§ **Exercise requirements**
Each entry needs to appear again, retyped exactly as it is below.

§ **Data supplied**
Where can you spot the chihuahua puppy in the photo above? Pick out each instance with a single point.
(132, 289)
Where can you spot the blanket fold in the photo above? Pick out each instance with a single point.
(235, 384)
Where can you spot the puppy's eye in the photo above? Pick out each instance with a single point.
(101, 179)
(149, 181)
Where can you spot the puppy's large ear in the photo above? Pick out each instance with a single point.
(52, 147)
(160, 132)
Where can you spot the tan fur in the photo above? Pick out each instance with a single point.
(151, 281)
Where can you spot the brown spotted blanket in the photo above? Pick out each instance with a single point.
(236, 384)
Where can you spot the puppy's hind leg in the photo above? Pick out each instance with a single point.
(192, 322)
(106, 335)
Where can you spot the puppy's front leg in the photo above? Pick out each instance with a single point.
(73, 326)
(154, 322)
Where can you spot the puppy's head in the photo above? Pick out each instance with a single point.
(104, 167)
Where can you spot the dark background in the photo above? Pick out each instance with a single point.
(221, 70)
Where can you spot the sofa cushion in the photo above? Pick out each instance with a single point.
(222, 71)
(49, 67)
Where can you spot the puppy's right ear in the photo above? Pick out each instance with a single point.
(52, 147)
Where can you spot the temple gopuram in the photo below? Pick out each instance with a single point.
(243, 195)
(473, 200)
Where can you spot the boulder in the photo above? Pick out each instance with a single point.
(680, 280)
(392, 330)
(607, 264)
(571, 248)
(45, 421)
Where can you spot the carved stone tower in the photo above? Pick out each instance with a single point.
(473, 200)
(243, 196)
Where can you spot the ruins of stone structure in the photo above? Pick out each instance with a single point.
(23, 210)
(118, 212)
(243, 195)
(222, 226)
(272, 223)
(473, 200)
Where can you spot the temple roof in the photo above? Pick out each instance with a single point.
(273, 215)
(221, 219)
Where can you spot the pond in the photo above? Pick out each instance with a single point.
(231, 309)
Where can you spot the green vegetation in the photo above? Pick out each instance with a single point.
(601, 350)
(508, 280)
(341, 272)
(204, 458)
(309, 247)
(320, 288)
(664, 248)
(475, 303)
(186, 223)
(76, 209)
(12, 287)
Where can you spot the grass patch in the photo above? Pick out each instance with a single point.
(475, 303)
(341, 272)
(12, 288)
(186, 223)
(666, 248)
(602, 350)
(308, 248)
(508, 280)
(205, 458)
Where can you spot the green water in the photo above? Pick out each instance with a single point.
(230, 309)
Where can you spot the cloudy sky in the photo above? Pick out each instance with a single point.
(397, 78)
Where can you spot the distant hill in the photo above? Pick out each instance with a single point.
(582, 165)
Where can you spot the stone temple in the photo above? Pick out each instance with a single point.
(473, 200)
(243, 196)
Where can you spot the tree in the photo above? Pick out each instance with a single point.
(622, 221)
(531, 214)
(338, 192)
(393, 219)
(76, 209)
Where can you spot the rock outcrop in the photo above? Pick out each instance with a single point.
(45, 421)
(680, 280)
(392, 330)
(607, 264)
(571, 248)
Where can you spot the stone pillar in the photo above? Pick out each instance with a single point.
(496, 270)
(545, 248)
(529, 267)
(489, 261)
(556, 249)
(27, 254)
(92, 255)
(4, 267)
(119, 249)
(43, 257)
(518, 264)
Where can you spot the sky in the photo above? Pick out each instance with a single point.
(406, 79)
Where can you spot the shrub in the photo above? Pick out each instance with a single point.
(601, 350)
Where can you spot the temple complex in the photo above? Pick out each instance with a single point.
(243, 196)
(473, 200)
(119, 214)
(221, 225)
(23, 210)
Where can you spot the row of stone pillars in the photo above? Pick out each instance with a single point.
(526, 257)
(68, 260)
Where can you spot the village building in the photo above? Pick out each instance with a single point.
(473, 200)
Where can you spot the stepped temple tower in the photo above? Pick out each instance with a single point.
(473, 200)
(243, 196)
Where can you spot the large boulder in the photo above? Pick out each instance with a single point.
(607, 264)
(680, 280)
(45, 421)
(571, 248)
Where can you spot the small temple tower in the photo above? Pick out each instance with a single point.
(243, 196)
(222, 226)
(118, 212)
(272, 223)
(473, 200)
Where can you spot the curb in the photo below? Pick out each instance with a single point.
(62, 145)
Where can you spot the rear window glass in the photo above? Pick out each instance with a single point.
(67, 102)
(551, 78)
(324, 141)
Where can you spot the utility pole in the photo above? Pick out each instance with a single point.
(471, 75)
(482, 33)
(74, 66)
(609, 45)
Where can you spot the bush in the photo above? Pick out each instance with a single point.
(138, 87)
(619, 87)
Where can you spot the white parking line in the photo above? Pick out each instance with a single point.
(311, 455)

§ **Task solution**
Where can you spot the chihuahua puppy in the photo above? Pick out each instance with a single point.
(132, 289)
Where can you spot the blanket fold in the photo above? Pick out each instance with a single point.
(235, 384)
Where can you spot the puppy's eye in the photo above? Pick out each instance with a single point.
(101, 179)
(149, 181)
Where can you spot the puppy's large ear in the photo above? Pick out each instance with a single point.
(52, 147)
(160, 132)
Where can you spot the tan fur in the photo above? Pick out each instance with a single point.
(151, 281)
Where can you spot the brown spotted blanket in the photo above? Pick out each instance with a single point.
(236, 384)
Where can you spot the puppy's hind leg in the photo above? Pick out each instance with a single point.
(192, 322)
(106, 335)
Where can you spot the puppy's front leg in the photo above? Pick out each instance with a single point.
(73, 326)
(154, 322)
Where can you spot the puppy's head in the photo above? Pick out each instance with a single point.
(104, 167)
Where can you spot the dark background in the photo above? Pick out each instance with a single point.
(221, 70)
Where can you spot the sofa cushion in the photo above? Pick out each instance with a single point.
(222, 71)
(49, 67)
Where can you spot the puppy's right ear in the photo above? Pick out each instance with a single point.
(52, 147)
Where can you spot the temple gopuram in the photo below? Pick out each instance with a single point.
(243, 195)
(473, 200)
Where can you spot the boulder in the photo above? Pick out each instance with a single point.
(680, 280)
(392, 330)
(607, 264)
(571, 248)
(45, 421)
Where can you spot the carved stone tower in the photo above? Pick out each instance with a single point.
(473, 200)
(243, 196)
Where can you spot the ruins of stone structure in the photo above? Pick out each instance with a single point.
(23, 210)
(118, 212)
(243, 195)
(222, 226)
(272, 223)
(473, 200)
Where can you spot the temple roof in the photo above? Pick out each instance with a single point.
(273, 215)
(221, 219)
Where can you spot the pond in the photo above? Pick out each instance with a single point.
(231, 309)
Where can you spot the green vegetation in the photo above? Pick out each instance with a single point.
(601, 350)
(508, 280)
(341, 272)
(204, 458)
(309, 247)
(320, 288)
(664, 248)
(475, 303)
(186, 223)
(76, 209)
(12, 287)
Where can you spot the grass patch in the photo above? Pick out each instance with a single point.
(475, 303)
(341, 272)
(12, 288)
(186, 223)
(666, 248)
(602, 350)
(308, 248)
(508, 280)
(205, 458)
Where can you spot the green water in the photo above? Pick out each instance with a single point.
(230, 309)
Where can you spot the cloudy sky in the photo above? Pick out each instance with a single point.
(397, 78)
Where can you spot the distant hill in the photo above? Pick out each instance with a single point.
(582, 165)
Where can you spot the stone temple in the photo above? Pick out each instance with a single point.
(473, 200)
(243, 196)
Where can you spot the tree in the photo above? Pick out each instance with a single point.
(622, 221)
(531, 214)
(338, 192)
(393, 219)
(76, 209)
Where can you spot the rock outcrop in the photo above? Pick out each instance with a single point.
(45, 421)
(680, 280)
(392, 330)
(607, 264)
(571, 248)
Where can you spot the stone pillar in the photo above? Pick out each instance with a single point.
(496, 270)
(545, 248)
(529, 267)
(489, 261)
(556, 249)
(27, 254)
(92, 255)
(4, 267)
(119, 249)
(43, 257)
(518, 264)
Where can you spot the sky in the photo above? Pick out each instance with a single point.
(406, 79)
Where can you spot the shrub in the photo above? Pick out each instance with a single point.
(601, 350)
Where can you spot the temple complex in the photo above? Pick out each instance with a single point.
(243, 196)
(473, 200)
(119, 214)
(221, 225)
(23, 210)
Where can you spot the row of stone pillars in the photo above? Pick out each instance with a single point.
(526, 257)
(68, 260)
Where can you spot the village building in the photo above? Pick out each instance with a single point.
(473, 200)
Where can you spot the stepped temple tower in the photo above? Pick out each instance with a single point.
(473, 200)
(243, 196)
Where can you spot the large boulder in the photo above? Pick out each instance with a single point.
(607, 264)
(680, 280)
(45, 421)
(571, 248)
Where can you spot the small temple tower in the photo above? Pick out each instance with a single point.
(243, 196)
(222, 226)
(118, 212)
(272, 223)
(473, 200)
Where can you spot the curb in the photo below? Pick out each instance with a single point.
(62, 145)
Where can you spot the rear window glass in the photo above? Pick out each instance with a single point.
(67, 102)
(551, 78)
(324, 141)
Where can you spot the utility pole in the photo above? Pick out each instance with a single point.
(471, 75)
(482, 33)
(74, 66)
(609, 45)
Where can you spot the bush in the photo above? Pick out each instance with a single point.
(138, 87)
(619, 87)
Where can you spot the white parking line in the photo above? Pick out each instance with a single point.
(311, 455)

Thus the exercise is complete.